##### Aangeleverd materiaal

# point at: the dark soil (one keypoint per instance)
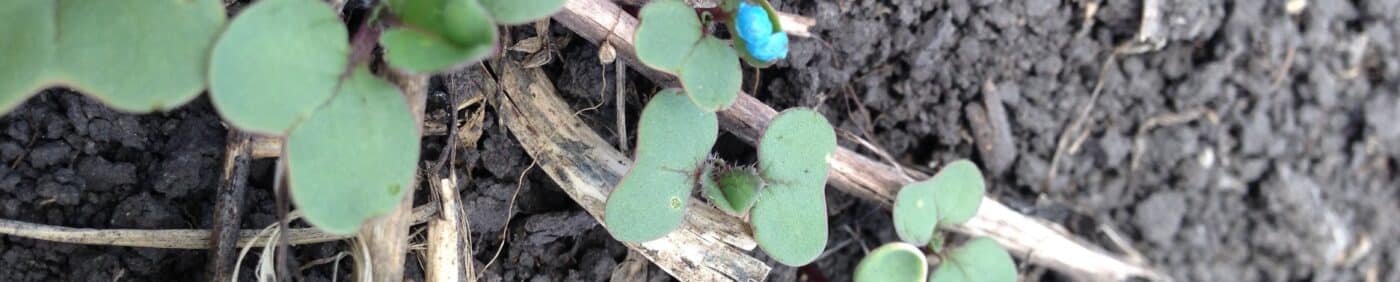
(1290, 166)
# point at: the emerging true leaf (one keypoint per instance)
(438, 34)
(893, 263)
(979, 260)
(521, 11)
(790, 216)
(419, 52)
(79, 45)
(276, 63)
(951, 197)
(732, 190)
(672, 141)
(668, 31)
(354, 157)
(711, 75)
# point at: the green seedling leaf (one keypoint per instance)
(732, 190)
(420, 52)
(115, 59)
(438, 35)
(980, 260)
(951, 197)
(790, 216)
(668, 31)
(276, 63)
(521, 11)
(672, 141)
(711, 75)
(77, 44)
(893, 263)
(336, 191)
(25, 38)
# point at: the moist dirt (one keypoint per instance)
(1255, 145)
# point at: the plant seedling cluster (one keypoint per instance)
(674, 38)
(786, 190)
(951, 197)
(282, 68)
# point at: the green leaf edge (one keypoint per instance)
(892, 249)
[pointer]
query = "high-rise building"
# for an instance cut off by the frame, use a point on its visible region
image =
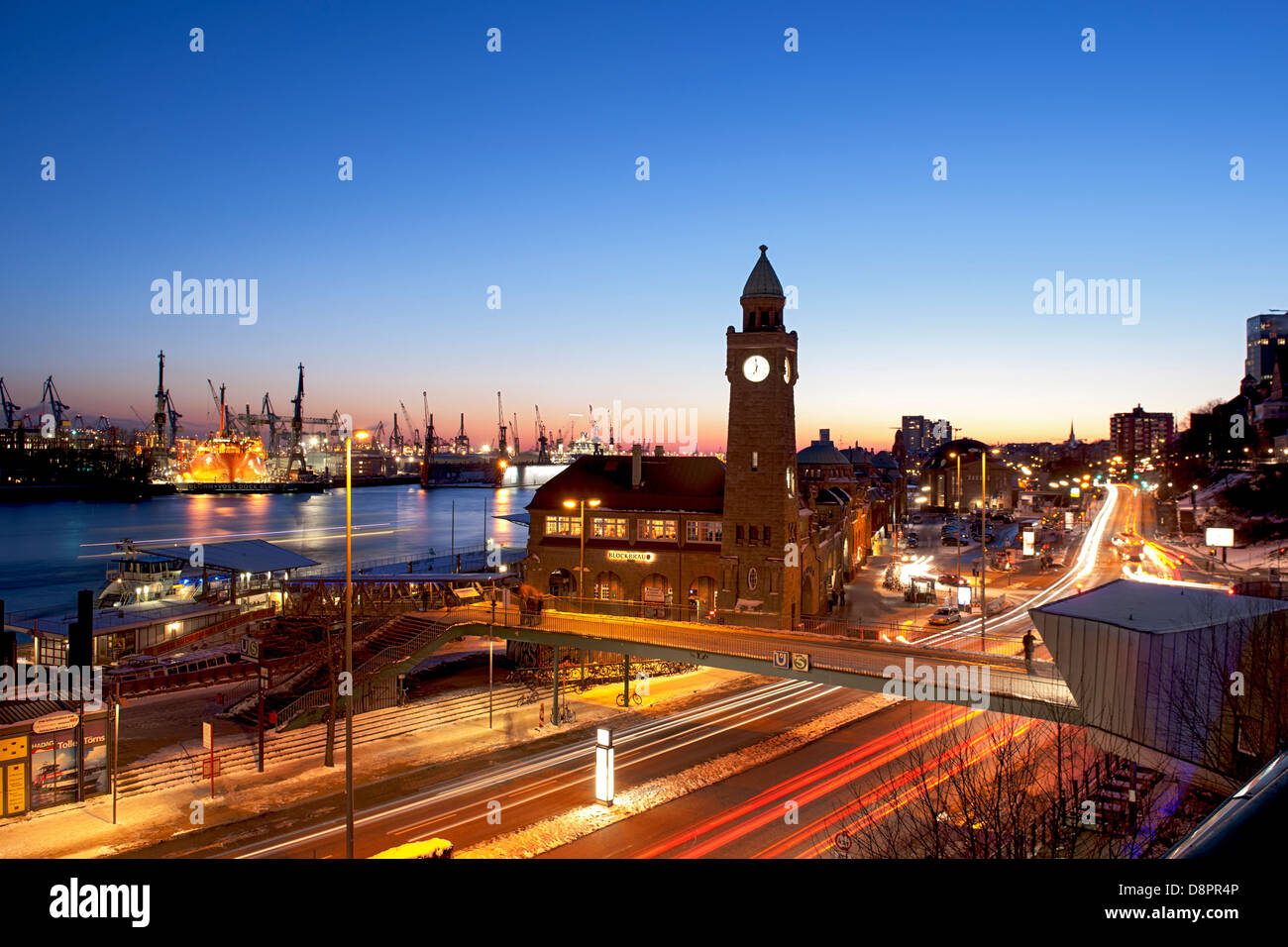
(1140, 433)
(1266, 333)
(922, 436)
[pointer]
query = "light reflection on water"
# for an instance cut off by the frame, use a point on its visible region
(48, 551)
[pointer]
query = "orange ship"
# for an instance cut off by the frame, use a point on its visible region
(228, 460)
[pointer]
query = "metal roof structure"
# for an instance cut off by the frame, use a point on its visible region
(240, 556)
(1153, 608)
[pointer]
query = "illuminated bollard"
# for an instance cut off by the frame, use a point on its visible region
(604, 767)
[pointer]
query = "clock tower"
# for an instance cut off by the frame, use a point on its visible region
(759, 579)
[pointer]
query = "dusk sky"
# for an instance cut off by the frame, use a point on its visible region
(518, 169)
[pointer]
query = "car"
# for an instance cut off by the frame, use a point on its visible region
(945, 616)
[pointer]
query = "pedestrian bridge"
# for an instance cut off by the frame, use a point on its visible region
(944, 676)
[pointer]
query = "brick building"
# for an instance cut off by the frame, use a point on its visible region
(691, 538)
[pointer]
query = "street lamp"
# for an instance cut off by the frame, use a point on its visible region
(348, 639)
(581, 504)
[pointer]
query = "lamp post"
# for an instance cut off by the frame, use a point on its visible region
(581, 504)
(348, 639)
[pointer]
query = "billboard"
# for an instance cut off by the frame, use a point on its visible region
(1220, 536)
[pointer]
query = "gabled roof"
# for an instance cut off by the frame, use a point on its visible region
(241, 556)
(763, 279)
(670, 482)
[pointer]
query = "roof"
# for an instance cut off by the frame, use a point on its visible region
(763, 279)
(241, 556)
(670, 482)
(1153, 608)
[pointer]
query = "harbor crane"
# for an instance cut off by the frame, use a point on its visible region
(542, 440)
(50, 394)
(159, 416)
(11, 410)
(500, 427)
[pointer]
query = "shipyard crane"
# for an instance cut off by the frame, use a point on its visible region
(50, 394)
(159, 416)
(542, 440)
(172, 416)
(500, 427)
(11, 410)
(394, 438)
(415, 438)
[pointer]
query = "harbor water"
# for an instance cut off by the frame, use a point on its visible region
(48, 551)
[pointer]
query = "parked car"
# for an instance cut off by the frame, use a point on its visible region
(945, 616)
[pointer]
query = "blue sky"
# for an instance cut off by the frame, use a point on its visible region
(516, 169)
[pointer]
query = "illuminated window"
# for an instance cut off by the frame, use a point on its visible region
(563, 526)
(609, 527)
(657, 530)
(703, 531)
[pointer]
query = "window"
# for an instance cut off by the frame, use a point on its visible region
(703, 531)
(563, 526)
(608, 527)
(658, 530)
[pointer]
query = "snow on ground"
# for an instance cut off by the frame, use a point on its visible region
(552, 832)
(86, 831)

##########
##### Aangeleverd materiaal

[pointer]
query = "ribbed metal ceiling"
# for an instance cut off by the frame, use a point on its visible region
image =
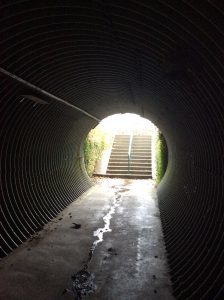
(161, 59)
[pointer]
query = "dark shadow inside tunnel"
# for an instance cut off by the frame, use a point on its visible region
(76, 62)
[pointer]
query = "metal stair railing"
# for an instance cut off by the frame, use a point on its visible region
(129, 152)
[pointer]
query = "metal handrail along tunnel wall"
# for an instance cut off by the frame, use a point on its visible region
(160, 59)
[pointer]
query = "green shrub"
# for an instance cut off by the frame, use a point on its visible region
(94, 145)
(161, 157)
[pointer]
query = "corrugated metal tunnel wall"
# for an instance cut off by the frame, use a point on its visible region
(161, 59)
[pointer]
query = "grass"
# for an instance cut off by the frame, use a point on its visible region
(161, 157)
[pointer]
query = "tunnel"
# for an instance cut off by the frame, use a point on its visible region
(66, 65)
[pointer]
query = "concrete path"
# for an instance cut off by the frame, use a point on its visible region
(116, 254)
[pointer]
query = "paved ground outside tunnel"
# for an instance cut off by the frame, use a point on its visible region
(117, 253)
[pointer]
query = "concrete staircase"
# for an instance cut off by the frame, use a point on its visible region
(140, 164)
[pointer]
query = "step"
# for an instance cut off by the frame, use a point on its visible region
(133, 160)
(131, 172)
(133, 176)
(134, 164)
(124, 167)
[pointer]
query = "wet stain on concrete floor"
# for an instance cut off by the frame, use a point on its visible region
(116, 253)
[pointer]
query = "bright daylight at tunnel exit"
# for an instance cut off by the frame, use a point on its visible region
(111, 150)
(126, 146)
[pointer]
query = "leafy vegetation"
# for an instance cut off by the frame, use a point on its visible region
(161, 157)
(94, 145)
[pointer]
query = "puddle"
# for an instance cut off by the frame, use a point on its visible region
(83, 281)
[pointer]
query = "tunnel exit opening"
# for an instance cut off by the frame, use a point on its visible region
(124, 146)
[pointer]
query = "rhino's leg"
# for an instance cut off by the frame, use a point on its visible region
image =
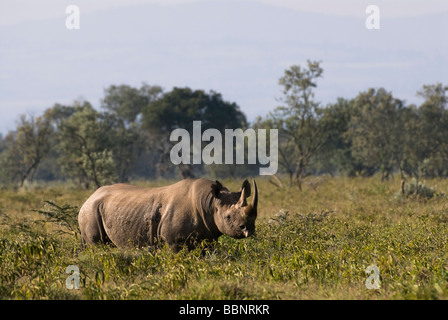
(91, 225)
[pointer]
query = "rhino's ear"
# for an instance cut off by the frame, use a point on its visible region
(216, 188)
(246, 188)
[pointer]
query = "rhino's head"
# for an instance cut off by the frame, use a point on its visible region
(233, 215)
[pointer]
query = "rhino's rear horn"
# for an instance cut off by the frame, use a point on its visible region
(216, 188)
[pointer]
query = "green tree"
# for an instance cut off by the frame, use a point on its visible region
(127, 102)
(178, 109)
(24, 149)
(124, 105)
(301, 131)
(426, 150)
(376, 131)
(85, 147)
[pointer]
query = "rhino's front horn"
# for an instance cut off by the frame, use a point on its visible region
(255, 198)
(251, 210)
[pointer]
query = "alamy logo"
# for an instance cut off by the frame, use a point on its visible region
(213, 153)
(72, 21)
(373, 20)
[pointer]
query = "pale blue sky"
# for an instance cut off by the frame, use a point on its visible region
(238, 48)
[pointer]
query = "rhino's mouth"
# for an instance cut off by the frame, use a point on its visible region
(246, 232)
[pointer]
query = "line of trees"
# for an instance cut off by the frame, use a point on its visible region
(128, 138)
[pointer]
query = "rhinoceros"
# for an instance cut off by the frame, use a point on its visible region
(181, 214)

##########
##### Aangeleverd materiaal

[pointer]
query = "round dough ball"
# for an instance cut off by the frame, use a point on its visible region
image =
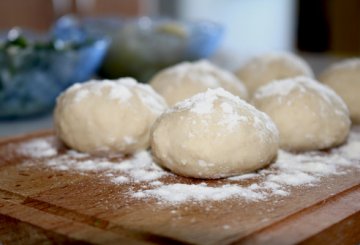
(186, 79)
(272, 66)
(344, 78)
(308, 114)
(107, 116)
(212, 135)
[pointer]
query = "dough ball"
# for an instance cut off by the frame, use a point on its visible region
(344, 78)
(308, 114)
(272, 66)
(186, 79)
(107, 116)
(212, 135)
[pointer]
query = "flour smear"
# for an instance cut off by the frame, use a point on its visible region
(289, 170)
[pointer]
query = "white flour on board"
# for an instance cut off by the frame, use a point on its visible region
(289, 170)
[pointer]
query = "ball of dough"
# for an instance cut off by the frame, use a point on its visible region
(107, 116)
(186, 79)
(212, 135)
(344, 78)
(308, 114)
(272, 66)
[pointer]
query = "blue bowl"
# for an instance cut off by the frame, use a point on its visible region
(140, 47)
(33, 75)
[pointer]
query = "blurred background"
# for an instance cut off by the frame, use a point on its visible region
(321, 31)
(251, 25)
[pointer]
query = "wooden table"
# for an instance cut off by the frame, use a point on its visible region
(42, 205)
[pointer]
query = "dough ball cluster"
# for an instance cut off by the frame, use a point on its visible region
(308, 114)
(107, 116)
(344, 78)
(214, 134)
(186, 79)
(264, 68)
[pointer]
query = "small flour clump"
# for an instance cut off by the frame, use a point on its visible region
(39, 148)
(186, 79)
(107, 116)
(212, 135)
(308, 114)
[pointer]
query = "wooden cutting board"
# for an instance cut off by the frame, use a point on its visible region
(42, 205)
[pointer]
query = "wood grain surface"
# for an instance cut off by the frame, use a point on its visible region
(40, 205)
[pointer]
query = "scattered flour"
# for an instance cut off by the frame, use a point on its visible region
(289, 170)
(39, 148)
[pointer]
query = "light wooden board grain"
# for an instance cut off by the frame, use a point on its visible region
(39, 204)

##########

**Opdracht**: Haal uit de bovenstaande items elke regel die het woord "wall" bevat en neem die regels over.

**Resultaat**:
query = "metal handrail along tunnel wall"
query = "corrugated metal tunnel wall"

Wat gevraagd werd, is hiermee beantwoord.